The problem: Copy out word for word the lines of the items below, from the line that contains "of the neck" through the last line of the items, including both.

-- Start of Source material --

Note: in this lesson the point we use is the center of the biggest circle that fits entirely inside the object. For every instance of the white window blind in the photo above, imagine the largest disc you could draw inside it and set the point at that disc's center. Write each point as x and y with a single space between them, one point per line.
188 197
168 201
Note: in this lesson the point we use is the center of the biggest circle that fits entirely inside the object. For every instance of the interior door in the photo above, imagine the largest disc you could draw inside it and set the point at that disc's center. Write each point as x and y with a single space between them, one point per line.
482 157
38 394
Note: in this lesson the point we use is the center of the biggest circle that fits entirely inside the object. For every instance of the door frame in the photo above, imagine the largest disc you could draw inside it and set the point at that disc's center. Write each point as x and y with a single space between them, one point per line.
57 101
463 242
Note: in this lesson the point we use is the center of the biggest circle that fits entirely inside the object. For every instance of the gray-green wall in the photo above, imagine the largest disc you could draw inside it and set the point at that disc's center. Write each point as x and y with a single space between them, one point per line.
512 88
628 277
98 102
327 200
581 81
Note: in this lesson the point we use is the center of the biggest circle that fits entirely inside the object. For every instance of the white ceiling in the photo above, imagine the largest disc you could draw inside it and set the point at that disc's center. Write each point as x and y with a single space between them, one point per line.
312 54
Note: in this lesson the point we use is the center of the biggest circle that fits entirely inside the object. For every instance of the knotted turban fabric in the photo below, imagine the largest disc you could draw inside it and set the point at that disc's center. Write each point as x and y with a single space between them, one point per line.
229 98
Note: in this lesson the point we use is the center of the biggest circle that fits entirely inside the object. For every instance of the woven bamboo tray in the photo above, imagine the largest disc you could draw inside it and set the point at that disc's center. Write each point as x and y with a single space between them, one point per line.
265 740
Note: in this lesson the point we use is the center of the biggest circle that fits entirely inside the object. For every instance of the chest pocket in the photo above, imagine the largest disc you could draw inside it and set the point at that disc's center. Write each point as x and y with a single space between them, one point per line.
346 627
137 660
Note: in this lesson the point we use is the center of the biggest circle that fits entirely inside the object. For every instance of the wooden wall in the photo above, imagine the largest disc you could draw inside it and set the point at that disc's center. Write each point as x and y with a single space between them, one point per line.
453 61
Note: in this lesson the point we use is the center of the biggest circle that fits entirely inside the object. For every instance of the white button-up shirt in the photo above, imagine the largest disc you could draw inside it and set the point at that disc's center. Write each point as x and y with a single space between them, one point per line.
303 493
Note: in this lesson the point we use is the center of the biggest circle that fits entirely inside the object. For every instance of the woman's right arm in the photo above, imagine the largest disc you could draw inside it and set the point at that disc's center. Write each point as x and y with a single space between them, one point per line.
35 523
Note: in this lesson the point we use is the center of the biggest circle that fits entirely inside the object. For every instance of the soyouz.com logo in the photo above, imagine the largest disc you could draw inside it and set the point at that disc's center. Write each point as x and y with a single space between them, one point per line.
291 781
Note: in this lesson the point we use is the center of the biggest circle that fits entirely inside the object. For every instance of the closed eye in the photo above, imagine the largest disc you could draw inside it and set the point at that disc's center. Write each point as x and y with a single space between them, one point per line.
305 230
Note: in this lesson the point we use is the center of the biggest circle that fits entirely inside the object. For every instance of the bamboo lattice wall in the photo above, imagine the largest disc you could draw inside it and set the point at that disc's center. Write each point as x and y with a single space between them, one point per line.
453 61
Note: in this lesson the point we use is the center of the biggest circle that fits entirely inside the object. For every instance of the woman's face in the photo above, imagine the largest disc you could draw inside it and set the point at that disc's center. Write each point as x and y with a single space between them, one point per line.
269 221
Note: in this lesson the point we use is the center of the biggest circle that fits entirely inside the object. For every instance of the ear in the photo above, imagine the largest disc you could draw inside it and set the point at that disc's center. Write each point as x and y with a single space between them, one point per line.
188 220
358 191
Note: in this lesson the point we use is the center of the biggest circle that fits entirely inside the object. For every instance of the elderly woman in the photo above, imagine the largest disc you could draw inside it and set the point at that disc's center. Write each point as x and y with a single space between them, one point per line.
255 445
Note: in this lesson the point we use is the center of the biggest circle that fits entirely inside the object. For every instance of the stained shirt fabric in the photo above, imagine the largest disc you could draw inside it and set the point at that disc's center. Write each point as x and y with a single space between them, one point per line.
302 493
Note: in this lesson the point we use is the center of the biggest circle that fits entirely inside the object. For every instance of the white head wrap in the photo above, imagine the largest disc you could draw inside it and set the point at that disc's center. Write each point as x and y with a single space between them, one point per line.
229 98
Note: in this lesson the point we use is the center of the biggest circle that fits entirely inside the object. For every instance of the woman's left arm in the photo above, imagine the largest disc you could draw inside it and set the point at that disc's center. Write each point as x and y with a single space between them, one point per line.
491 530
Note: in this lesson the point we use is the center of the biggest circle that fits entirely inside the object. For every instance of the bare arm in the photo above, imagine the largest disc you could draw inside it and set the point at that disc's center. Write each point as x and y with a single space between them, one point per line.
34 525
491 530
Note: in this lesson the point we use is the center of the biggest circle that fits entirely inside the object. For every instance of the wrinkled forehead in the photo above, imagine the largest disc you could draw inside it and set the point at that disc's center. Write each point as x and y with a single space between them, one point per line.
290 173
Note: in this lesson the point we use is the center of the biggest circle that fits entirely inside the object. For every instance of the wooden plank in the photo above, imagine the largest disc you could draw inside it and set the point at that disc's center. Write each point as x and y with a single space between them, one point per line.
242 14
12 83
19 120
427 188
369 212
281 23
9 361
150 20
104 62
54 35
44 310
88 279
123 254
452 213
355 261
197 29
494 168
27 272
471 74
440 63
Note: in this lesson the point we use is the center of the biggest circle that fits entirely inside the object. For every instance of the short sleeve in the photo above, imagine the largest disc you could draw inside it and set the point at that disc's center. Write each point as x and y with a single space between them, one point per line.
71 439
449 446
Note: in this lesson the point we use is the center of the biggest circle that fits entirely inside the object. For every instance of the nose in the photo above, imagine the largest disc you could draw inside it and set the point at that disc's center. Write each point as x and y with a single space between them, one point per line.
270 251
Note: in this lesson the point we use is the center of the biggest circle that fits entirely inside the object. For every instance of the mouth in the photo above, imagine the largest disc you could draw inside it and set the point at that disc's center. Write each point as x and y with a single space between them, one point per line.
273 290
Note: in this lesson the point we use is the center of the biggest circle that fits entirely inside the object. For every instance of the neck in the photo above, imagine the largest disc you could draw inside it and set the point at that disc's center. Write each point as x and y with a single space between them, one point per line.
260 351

-- End of Source material --

Written solution:
Note: in this lesson the point we use is the center of the biggest circle that fits entirely inside the object. For every instance of the neck in the photo above, imagine the largest disc you could draw inside it and set the point at that disc's center. Write each point as x and y with a single space between them, one point per line.
260 351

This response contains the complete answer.